**题目 1**
请逐字复述字符串匹配算法那篇页面摘录中的一段，从“字符串匹配想必任何人都不会陌生吧, 今天介绍两种字符串匹配中的常用算法”开始，一直到“- plen); i++)”为止。

**页面摘录**
_ _ _ _ _ _ _

字符串匹配算法(BF/RK/BM算法)

字符串匹配算法

字符串匹配想必任何人都不会陌生吧, 今天介绍两种字符串匹配中的常用算法

BF(Brute Force)

强制匹配, 没有什么技术含量, 从头到尾逐个逐个调用strncmp这样的函数比较
绝大多数时候, 使用这种方法就够了, 代码如下

/*Brute Force string match*/
bool BF(char *main, char *pattern)
{
    int mlen = strlen(main);
    int plen = strlen(pattern);
    for(int i = 0; i <= (mlen - plen); i++)
    {
        if(0 == strncmp(main + i, pattern, plen)) {
            //printf("BF match succ: index = %d\n", i, GetTickCount());
            return true;
        }
    }
    return false;
}

时间复杂度O(m*n), (m-n+1)个点被访问, 每次需要比较n个字符(m为主串长度,n为子串长度)

_ _ _ _ _ _ _

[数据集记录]
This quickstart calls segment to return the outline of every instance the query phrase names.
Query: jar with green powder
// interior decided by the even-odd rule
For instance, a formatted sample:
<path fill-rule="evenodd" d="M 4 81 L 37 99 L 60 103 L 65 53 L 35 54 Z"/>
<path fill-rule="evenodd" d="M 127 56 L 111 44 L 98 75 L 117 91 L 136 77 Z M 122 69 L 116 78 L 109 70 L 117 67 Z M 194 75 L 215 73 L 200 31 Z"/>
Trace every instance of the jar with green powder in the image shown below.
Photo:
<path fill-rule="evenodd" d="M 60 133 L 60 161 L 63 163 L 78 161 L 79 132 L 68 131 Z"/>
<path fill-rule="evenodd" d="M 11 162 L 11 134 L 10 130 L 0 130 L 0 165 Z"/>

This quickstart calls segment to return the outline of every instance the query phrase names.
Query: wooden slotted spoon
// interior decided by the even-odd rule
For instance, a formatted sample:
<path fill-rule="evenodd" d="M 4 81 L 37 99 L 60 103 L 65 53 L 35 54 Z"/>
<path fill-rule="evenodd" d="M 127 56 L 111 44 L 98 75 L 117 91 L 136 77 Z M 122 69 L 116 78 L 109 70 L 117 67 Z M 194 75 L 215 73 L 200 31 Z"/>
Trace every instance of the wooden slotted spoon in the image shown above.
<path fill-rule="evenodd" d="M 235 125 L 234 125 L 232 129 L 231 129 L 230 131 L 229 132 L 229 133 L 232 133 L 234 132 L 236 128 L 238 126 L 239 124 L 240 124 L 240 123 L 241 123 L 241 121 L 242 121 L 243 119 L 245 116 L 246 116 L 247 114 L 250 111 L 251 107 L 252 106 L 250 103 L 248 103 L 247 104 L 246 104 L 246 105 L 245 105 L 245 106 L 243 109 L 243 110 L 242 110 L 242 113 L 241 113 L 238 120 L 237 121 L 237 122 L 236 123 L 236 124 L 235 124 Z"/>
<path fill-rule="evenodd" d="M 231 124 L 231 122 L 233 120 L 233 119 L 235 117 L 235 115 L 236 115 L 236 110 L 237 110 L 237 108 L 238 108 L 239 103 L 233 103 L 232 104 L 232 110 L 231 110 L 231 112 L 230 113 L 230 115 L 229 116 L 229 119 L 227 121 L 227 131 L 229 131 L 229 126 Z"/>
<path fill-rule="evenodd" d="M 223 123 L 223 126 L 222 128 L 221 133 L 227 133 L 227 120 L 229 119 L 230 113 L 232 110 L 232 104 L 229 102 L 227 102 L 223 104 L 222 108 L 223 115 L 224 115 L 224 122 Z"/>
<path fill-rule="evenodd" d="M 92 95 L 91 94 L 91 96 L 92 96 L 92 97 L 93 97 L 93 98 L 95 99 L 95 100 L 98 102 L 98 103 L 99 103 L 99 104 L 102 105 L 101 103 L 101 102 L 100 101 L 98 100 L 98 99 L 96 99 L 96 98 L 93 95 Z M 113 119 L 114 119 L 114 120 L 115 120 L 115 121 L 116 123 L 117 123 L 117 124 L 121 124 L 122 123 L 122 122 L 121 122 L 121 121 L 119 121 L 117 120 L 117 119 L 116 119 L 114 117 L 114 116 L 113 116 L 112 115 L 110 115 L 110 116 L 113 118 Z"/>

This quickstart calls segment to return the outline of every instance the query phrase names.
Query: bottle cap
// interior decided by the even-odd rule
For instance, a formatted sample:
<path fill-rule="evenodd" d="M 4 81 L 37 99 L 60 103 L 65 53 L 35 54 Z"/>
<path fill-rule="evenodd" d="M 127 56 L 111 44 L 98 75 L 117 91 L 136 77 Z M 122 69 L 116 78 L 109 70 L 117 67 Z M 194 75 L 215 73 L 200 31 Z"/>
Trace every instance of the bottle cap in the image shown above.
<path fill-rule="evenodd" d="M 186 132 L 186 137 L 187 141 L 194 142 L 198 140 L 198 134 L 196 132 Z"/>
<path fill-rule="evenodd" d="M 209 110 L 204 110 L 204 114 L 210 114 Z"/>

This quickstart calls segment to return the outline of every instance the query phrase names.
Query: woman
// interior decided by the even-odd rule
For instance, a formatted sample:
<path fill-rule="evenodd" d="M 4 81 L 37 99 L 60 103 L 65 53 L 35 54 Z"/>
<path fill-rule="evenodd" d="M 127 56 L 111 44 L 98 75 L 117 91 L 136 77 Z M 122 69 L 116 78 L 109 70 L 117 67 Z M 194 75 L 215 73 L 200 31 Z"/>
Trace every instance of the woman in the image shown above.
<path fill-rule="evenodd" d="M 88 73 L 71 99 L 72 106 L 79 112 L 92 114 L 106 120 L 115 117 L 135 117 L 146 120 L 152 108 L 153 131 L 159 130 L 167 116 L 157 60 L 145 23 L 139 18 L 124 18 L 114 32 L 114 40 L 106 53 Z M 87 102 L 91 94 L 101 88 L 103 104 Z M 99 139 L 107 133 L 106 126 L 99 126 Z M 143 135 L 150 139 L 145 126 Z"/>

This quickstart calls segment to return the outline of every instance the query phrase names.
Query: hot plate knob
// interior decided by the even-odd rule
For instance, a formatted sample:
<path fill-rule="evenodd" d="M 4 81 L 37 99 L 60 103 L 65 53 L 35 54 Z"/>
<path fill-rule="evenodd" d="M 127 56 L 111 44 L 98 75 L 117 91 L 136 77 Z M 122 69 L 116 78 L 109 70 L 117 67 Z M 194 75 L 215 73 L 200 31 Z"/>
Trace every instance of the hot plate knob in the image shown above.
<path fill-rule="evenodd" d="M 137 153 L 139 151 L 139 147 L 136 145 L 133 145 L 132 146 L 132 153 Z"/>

_ _ _ _ _ _ _

**题目 2**
请原样引用记录中的这些行，从记录的第一行开始，一直到含有“11 162 L 11”的那一行为止，首尾两行都包括在内。

**参考解答 1**
字符串匹配想必任何人都不会陌生吧, 今天介绍两种字符串匹配中的常用算法

BF(Brute Force)

强制匹配, 没有什么技术含量, 从头到尾逐个逐个调用strncmp这样的函数比较
绝大多数时候, 使用这种方法就够了, 代码如下

/*Brute Force string match*/
bool BF(char *main, char *pattern)
{
    int mlen = strlen(main);
    int plen = strlen(pattern);
    for(int i = 0; i <= (mlen - plen); i++)

**参考解答 2**
This quickstart calls segment to return the outline of every instance the query phrase names.
Query: jar with green powder
// interior decided by the even-odd rule
For instance, a formatted sample:
<path fill-rule="evenodd" d="M 4 81 L 37 99 L 60 103 L 65 53 L 35 54 Z"/>
<path fill-rule="evenodd" d="M 127 56 L 111 44 L 98 75 L 117 91 L 136 77 Z M 122 69 L 116 78 L 109 70 L 117 67 Z M 194 75 L 215 73 L 200 31 Z"/>
Trace every instance of the jar with green powder in the image shown below.
Photo:
<path fill-rule="evenodd" d="M 60 133 L 60 161 L 63 163 L 78 161 L 79 132 L 68 131 Z"/>
<path fill-rule="evenodd" d="M 11 162 L 11 134 L 10 130 L 0 130 L 0 165 Z"/>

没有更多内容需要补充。